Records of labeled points
....
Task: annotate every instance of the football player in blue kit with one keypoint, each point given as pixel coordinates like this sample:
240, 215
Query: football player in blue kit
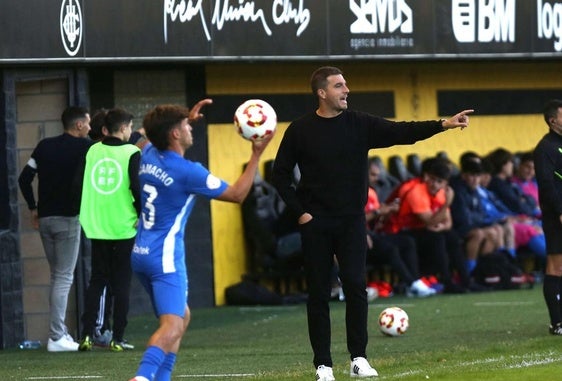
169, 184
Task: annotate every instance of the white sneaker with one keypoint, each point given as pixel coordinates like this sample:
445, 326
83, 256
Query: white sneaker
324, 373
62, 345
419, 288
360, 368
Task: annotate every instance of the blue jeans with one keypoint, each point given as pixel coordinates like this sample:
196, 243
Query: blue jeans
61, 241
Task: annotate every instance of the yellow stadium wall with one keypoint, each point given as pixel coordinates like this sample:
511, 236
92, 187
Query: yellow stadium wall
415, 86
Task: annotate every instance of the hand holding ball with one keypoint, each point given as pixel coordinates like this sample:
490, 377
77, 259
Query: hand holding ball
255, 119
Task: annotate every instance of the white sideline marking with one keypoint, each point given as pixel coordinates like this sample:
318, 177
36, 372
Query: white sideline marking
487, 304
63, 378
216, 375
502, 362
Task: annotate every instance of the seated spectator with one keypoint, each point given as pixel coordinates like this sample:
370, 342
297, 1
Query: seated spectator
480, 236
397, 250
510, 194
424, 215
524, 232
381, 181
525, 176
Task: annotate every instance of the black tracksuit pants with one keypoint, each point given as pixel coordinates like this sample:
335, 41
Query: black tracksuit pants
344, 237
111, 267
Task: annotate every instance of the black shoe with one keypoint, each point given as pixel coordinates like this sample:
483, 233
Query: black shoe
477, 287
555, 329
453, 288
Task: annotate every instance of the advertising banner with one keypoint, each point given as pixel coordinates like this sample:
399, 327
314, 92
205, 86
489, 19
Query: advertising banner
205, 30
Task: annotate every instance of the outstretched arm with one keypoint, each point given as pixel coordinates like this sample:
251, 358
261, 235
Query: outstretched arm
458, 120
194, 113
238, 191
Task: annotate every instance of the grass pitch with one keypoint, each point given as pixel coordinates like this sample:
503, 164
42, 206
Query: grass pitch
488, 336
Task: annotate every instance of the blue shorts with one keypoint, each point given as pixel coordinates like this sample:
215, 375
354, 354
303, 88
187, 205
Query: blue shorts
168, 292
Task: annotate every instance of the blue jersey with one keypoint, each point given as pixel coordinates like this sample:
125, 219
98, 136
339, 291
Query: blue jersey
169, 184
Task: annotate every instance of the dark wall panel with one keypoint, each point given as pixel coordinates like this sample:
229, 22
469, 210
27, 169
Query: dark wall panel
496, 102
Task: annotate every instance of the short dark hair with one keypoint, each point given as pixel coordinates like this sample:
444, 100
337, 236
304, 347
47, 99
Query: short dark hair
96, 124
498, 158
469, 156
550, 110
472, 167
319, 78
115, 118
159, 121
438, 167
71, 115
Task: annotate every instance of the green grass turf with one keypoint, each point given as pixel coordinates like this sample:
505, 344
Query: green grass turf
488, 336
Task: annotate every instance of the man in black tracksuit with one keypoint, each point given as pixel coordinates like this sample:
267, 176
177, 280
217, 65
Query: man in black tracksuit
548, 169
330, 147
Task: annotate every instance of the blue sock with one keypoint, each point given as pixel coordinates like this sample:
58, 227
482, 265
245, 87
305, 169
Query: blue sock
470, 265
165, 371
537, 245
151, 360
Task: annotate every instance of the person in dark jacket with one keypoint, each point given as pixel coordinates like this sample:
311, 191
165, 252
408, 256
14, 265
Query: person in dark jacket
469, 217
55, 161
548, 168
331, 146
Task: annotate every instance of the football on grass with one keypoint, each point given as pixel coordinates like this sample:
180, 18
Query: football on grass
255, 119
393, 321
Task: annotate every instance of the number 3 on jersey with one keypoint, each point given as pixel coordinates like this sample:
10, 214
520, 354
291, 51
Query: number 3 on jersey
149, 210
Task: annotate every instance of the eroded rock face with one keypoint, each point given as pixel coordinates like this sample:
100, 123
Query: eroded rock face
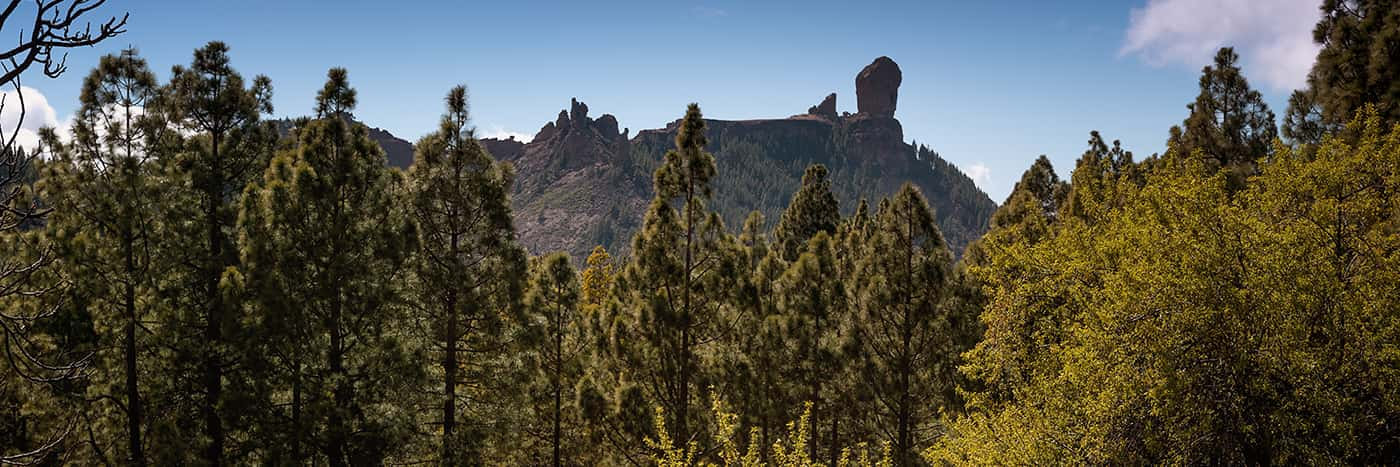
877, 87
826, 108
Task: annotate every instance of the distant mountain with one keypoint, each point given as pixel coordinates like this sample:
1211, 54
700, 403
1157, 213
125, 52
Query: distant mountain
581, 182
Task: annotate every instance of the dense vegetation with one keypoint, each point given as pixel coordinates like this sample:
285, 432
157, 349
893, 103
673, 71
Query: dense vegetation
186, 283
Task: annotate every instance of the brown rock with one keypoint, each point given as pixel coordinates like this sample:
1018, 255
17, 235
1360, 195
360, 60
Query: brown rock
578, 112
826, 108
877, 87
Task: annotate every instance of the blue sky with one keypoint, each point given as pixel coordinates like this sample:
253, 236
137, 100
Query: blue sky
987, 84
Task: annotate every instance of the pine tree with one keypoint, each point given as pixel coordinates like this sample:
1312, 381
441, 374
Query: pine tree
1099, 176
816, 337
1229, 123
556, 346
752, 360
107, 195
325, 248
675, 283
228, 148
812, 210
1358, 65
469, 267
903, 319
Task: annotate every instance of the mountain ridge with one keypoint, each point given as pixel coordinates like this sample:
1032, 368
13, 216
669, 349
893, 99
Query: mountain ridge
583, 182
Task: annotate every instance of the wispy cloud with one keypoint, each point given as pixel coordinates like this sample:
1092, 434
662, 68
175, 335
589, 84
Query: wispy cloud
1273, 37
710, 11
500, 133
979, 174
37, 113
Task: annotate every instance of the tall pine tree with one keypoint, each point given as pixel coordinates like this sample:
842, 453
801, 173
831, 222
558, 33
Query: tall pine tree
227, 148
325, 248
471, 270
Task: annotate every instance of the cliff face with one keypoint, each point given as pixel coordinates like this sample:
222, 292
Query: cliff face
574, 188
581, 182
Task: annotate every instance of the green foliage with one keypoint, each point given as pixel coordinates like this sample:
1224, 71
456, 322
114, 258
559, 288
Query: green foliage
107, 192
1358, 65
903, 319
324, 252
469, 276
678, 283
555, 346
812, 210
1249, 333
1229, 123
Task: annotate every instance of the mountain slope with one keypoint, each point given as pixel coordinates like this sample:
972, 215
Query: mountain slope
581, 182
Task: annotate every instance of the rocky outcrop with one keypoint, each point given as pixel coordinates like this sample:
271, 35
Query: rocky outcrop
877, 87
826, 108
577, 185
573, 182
....
### Exercise aim
Copy out all the data without changing anything, and drop the pictures.

### In response
Task: annotate every instance of the football player in blue kit with one keypoint, each point given as pixel coordinates like this sample:
240, 215
Query: football player in blue kit
169, 184
Task: annotate every instance of the white sneaker with one keypoint, each point given as pixel coordinates like this sample:
445, 326
83, 256
Query: white sneaker
324, 373
62, 345
419, 288
360, 368
Task: annotate every instance of the blue jeans with one keypoint, each point given as pixel coordinates like this sample:
196, 243
Query: blue jeans
61, 241
Task: annotate every instance of the yellow stadium wall with one keypoint, each point given as pixel coordinates like this sample:
511, 236
92, 187
Query: yellow stadium wall
415, 86
Task: annotate every instance of the hand holding ball with one keypoint, each point given as pixel coordinates like this sample:
490, 377
77, 259
Query: hand holding ball
255, 119
Task: annotate every instance of the white sideline marking with one keypoint, each point given as pixel coordinates like this sample:
318, 177
36, 372
Query: white sideline marking
487, 304
63, 378
216, 375
502, 362
Task: annotate every instance of the seated spectator with one keypoint, each point given as pixel coordinates like this sample:
370, 342
297, 1
Query: seated spectator
480, 236
397, 250
510, 194
424, 215
524, 232
381, 181
525, 176
Task: annotate every instance of the black tracksuit pants with one keypoint, each point given as pixel coordinates like this sample:
335, 41
Query: black tracksuit pants
344, 237
111, 267
Task: annotate every instance of the black shoe with one keypoint, each point given as pixel coordinates like this sample:
483, 233
Query: black shoe
477, 287
555, 329
453, 288
Task: annotate every instance of the advertising banner with one keypoint, each point given as pixel coordinates like this sample:
399, 327
314, 92
205, 86
489, 19
Query: advertising banner
205, 30
Task: annotate every instance of the outstretched arm with one keypoint, each point given as pixel coordinates like this sample:
251, 358
261, 235
Query: outstretched arm
458, 120
194, 113
238, 191
Task: annotate every instance of the grass pitch with one keypoint, each point given as pixel coordinates like this sample:
503, 164
42, 206
Query: grass pitch
488, 336
Task: annotate every instance of the blue shorts with one keypoint, each point given as pixel coordinates like this sample:
215, 375
354, 354
303, 88
187, 205
Query: blue shorts
168, 292
Task: annotate every instance of the blue jersey with one keypoint, each point given as pixel coordinates like this sample:
125, 219
98, 136
339, 291
Query: blue jersey
169, 184
Task: annotate every instance of the dark wall panel with one keypoint, each point given as pixel coordinates like this sample:
229, 22
469, 210
27, 169
Query: dark wall panel
496, 102
Task: annotate every instance of the short dark hair with one keypoint, each point given as pixel coordinates like this sample:
444, 100
337, 236
304, 347
47, 99
Query: short dark hair
96, 124
498, 158
469, 156
550, 110
472, 167
319, 78
115, 118
159, 121
438, 167
71, 115
Task: annotate every instance of the green grass turf with one keypoint, each point given as pixel coordinates like this sample:
505, 344
Query: green grass turf
488, 336
Task: annotate every instance of the man in black tracksuit with one keypoint, each point given as pixel coordinates like this sample:
267, 176
177, 280
217, 65
Query: man in black tracksuit
548, 169
330, 147
Task: annotate every instance of the blue sock with one keypoint, each point given as pixel coordinates like this sample:
58, 227
482, 265
245, 87
305, 169
Query: blue sock
470, 265
165, 371
537, 245
151, 360
Task: annotate every instance of the person in dark jacket with one keypoint, each point given as pixel coordinates like this sample:
311, 191
165, 252
408, 256
14, 265
Query: person in dark jacket
469, 217
55, 161
548, 168
331, 146
Task: annotate every instance of the football on grass with one keypoint, each point given as pixel coordinates like this sample:
180, 18
Query: football on grass
255, 119
393, 321
Task: annotate every instance of the number 3 on jersey with one keypoint, each point given as pixel coordinates like this sample:
10, 214
520, 354
291, 51
Query: number 3 on jersey
149, 210
Task: annotate every instance of the eroded rock face with one keypoint, each point given as pixel coordinates like this sample:
100, 123
Query: eroded rock face
877, 87
826, 108
Task: annotate every instance of the distant mountain with one keypoint, each point given as pixel coordinates like this sample:
1211, 54
700, 403
1157, 213
125, 52
Query: distant mountain
581, 182
Task: annotate every instance of the dense vegetation with one keypoint, each point given as pixel coordinates like this sample:
285, 432
157, 349
893, 103
673, 71
Query: dense vegetation
186, 283
Task: annotate every instance of the brown rock with one keypoint, each point given as pixel coordinates like this sample:
1018, 255
17, 235
1360, 195
360, 60
Query: brown rock
578, 112
826, 108
877, 87
Task: annotate every instance of the blue sky with one keypoint, each point given as pixel coordinates like this sample:
253, 236
137, 100
Query: blue sky
987, 84
Task: annotate every instance of the pine tree with one keypoint, each point given as pixel coordinates like this sample:
1312, 381
441, 374
Query: pine tree
1099, 176
816, 337
1229, 123
556, 346
752, 360
107, 195
325, 248
675, 283
228, 148
812, 210
1358, 65
469, 267
903, 319
Task: annotate every instance of the mountain ridge with one keypoint, each point given as pixel coordinates like this sample:
1032, 368
13, 216
669, 349
893, 99
Query: mountain ridge
583, 182
Task: annotate every instance of the wispy cloud with one keypoint, each point given as pixel coordinates like this sample:
1092, 434
662, 68
175, 335
589, 84
Query: wispy cloud
1273, 37
710, 11
500, 133
979, 174
37, 113
Task: annotate every instance of the tall pine tree with one keypoint, each point given as pixel coordinates like this sample:
842, 453
801, 173
831, 222
558, 33
Query: tall pine tree
227, 148
325, 248
471, 270
Task: annotate every instance of the cliff face with one keypoint, each point given as pixel coordinates like this sample:
222, 292
Query: cliff face
574, 188
581, 182
Task: annotate every instance of the green foliage with one keypoint, each point given as pixel coordinates like this sample:
1224, 71
456, 322
114, 258
559, 288
Query: green foliage
107, 192
1358, 65
903, 319
324, 252
469, 276
678, 283
555, 346
812, 210
1249, 333
1229, 123
Task: annotate every instance of the mountain slope with one keypoint, each point given as pixel coordinates like this sample:
972, 215
Query: mountain slope
581, 182
Task: annotate every instance of the rocky outcrop with one keypoint, each point given as pixel coordinates like this sample:
271, 35
Query: rocky outcrop
877, 87
826, 108
577, 185
573, 182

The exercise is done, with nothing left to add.